# GIVEN INSTRUCTION
Rewrite the items starting at the line containing "Detect pitched roof." and ending at the line containing "150 125 232 231", with "for each instance" replaced by "for every instance" and everything else left unchanged. Give back only those lines.

# PROVIDED ENTRIES
____

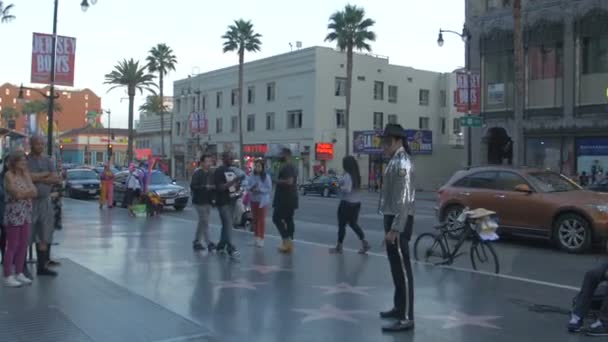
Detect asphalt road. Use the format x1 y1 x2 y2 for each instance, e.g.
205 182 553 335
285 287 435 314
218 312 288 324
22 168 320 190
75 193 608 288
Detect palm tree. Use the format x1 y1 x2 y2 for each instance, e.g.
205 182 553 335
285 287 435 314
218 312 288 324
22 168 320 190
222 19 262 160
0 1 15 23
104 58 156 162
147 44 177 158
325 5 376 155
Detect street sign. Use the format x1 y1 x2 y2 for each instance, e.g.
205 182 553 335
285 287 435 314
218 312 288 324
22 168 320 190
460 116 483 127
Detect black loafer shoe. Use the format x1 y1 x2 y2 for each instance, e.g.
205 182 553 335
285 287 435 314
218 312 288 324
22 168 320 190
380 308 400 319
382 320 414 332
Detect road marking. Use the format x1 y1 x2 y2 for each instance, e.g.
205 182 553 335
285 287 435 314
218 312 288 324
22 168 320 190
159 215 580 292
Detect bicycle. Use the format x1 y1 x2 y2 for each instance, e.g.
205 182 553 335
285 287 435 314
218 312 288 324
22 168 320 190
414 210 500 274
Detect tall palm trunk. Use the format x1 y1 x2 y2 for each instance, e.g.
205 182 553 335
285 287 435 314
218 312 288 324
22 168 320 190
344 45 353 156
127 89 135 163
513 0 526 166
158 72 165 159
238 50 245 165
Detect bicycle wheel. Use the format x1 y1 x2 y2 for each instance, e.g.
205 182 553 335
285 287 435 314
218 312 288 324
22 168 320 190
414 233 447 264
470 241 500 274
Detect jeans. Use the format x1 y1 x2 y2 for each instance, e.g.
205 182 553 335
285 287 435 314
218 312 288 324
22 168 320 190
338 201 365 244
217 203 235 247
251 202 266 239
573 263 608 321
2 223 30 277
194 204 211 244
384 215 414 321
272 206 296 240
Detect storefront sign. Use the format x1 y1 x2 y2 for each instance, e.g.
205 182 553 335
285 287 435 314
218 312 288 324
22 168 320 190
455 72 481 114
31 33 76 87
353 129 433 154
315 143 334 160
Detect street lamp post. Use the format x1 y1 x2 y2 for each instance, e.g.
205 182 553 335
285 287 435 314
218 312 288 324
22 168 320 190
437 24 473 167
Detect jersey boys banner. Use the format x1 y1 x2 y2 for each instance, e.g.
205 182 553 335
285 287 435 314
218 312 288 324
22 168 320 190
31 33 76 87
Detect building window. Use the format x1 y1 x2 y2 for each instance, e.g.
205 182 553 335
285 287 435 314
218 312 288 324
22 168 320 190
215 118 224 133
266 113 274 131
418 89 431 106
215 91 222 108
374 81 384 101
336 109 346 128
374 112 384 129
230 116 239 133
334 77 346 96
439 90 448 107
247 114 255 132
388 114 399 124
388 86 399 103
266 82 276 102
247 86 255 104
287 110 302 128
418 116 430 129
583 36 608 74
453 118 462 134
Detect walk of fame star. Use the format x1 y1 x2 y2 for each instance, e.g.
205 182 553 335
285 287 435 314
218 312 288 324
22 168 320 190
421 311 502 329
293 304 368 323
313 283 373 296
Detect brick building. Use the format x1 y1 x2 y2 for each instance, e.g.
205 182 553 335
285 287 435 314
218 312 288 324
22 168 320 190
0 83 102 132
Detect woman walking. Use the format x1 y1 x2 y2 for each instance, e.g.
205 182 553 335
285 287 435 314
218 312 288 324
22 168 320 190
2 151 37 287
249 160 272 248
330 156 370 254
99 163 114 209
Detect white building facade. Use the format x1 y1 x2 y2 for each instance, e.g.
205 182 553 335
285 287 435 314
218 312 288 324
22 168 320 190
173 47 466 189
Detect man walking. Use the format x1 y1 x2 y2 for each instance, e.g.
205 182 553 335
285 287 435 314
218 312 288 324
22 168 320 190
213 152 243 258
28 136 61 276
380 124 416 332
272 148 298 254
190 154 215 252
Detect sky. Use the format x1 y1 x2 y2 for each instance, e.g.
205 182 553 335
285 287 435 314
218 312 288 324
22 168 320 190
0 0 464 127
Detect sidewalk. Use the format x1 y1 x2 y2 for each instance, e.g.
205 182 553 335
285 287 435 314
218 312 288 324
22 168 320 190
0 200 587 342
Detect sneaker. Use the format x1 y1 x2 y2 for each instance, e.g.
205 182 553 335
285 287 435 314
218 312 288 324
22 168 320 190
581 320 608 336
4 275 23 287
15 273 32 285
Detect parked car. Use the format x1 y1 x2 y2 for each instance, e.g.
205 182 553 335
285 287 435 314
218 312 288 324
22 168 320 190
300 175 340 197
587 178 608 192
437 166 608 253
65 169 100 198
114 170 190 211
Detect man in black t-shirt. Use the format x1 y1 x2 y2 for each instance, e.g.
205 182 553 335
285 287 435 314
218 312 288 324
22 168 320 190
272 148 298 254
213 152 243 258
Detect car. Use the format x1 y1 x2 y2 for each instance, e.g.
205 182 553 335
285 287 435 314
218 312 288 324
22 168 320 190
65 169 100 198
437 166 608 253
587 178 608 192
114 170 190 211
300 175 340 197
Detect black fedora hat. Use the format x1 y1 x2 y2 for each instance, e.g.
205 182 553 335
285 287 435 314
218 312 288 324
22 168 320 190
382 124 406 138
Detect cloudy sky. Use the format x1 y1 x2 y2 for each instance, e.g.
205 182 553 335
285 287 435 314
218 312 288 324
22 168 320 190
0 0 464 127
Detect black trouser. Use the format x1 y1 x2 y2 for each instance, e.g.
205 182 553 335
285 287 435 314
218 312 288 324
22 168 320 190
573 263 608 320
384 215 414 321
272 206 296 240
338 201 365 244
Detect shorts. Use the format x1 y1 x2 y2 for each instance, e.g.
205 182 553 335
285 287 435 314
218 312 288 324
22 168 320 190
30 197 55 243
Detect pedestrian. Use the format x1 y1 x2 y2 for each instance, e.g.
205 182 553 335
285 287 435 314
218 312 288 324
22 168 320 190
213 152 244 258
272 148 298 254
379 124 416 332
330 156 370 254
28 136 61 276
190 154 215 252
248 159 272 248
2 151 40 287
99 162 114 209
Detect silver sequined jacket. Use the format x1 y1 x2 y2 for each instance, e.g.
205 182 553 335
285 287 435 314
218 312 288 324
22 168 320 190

____

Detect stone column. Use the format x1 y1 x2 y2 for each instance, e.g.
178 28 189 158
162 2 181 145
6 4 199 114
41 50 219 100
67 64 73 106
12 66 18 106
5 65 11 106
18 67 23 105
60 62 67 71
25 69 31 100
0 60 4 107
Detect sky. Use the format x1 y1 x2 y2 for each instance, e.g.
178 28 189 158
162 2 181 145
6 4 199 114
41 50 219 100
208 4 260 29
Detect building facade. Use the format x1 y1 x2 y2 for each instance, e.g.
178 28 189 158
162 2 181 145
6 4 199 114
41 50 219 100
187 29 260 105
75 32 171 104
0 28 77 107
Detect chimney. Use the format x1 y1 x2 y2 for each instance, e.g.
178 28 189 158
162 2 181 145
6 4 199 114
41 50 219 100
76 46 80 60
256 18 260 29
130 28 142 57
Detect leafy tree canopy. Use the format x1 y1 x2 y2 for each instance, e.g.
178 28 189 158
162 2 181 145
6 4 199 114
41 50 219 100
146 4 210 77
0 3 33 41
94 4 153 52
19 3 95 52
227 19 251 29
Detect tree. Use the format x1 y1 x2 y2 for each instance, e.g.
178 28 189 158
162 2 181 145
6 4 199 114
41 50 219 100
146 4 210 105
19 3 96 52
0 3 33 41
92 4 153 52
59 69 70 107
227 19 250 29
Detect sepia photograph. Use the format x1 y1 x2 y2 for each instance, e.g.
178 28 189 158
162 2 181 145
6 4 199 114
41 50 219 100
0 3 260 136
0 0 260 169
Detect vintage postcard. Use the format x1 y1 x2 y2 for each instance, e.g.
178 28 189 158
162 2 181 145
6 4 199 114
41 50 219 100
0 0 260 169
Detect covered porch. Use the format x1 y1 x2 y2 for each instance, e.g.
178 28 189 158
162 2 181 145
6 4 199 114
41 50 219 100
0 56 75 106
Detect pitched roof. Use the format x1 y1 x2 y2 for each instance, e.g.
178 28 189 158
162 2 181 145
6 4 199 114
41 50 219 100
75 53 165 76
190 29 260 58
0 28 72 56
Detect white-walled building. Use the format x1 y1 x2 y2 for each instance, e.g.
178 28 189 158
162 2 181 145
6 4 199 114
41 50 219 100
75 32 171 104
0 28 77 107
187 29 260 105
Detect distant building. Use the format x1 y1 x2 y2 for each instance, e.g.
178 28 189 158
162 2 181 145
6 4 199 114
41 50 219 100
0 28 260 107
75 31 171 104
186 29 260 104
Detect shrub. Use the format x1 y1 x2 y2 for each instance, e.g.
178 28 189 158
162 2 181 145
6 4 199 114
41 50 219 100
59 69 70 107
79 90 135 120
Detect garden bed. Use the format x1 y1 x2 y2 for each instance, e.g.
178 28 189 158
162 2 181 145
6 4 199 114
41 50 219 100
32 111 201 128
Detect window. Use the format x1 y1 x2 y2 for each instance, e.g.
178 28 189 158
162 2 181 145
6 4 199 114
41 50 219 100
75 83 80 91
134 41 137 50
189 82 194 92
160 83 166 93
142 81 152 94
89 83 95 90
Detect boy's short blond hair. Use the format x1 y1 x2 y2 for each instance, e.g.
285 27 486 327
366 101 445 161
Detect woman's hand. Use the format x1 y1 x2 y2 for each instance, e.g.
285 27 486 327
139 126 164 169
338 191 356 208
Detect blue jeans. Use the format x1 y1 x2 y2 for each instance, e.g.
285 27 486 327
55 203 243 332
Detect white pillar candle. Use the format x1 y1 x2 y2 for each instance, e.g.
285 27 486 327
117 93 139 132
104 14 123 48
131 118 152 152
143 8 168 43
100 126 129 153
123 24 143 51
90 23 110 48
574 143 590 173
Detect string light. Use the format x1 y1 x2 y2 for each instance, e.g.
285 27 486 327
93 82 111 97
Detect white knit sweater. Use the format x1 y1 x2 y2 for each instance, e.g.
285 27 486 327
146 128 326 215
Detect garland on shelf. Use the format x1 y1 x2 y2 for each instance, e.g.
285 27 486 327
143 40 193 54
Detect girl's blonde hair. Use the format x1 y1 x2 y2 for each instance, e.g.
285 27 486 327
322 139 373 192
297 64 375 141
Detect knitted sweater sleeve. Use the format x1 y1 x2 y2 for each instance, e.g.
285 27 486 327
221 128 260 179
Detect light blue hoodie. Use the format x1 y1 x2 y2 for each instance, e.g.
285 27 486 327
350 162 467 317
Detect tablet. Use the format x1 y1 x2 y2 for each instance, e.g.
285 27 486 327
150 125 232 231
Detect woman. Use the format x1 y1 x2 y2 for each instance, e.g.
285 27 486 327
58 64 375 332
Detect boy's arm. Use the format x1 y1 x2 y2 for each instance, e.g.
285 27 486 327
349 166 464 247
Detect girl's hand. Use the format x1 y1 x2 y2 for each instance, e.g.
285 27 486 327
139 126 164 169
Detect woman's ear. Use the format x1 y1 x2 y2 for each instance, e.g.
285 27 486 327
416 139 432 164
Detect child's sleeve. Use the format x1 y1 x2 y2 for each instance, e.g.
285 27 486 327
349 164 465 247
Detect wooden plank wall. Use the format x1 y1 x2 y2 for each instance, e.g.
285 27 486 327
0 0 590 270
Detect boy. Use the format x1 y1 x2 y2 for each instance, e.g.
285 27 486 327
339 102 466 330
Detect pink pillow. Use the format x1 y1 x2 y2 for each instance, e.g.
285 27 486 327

____

# THE COMPLETED TASK
Detect pitched roof. Use the format x1 y1 x2 y2 for every instance, e.g.
178 28 189 158
162 2 181 145
6 4 199 114
41 50 219 100
75 53 165 76
190 29 260 58
0 28 72 56
Detect white-walled building. Use the format x1 y1 x2 y2 for every instance, e.g.
178 28 189 158
162 2 181 145
6 4 199 114
41 50 219 100
75 32 171 104
0 28 77 107
187 29 260 105
Detect distant building. Use the format x1 y1 x2 y2 for every instance, e.g.
178 28 189 158
162 2 181 145
6 4 199 114
41 50 219 100
0 28 260 107
75 31 171 104
186 29 260 104
Detect shrub. Use the format x1 y1 x2 y2 for every instance, e.g.
178 28 189 158
162 2 181 145
6 4 199 114
41 50 219 100
59 69 70 107
79 90 135 120
Detect garden bed. Use the format x1 y1 x2 y2 for every instance, e.g.
178 28 189 158
162 2 181 145
6 4 199 114
41 50 219 100
32 111 201 128
Detect window. Use the format x1 y1 x2 y2 for every instance, e.g.
178 28 189 158
162 2 181 145
6 4 199 114
41 50 219 100
75 83 80 91
134 41 137 50
189 82 194 92
160 83 166 93
142 81 152 94
89 83 95 90
Detect boy's short blond hair. Use the format x1 y1 x2 y2 for every instance, e.g.
285 27 486 327
366 101 445 161
Detect woman's hand. Use the format x1 y1 x2 y2 for every instance, e.g.
285 27 486 327
139 126 164 169
338 191 356 208
Detect blue jeans. Use the format x1 y1 x2 y2 for every instance, e.g.
285 27 486 327
55 203 243 332
Detect white pillar candle. Use the format x1 y1 x2 y2 for every instance, e.g.
285 27 486 327
117 93 139 132
104 14 123 48
131 118 152 152
143 8 168 43
100 126 129 153
123 24 143 51
90 23 110 48
574 143 590 173
Detect string light. Use the format x1 y1 x2 y2 for every instance, e.g.
285 27 486 327
93 82 111 97
Detect white knit sweater. Use the format x1 y1 x2 y2 for every instance, e.g.
285 27 486 327
146 128 326 215
Detect garland on shelf. Use the format x1 y1 x2 y2 for every instance, e.g.
285 27 486 327
143 40 193 54
Detect girl's blonde hair. Use the format x1 y1 x2 y2 for every instance, e.g.
285 27 486 327
322 139 373 192
297 64 375 141
Detect knitted sweater sleeve. Use the format x1 y1 x2 y2 for every instance, e.g.
285 27 486 327
221 128 260 179
Detect light blue hoodie. Use the format x1 y1 x2 y2 for every instance, e.g.
285 27 486 327
350 162 467 317
Detect tablet. Use the format x1 y1 x2 y2 for every instance, e.g.
285 27 486 327
150 125 232 231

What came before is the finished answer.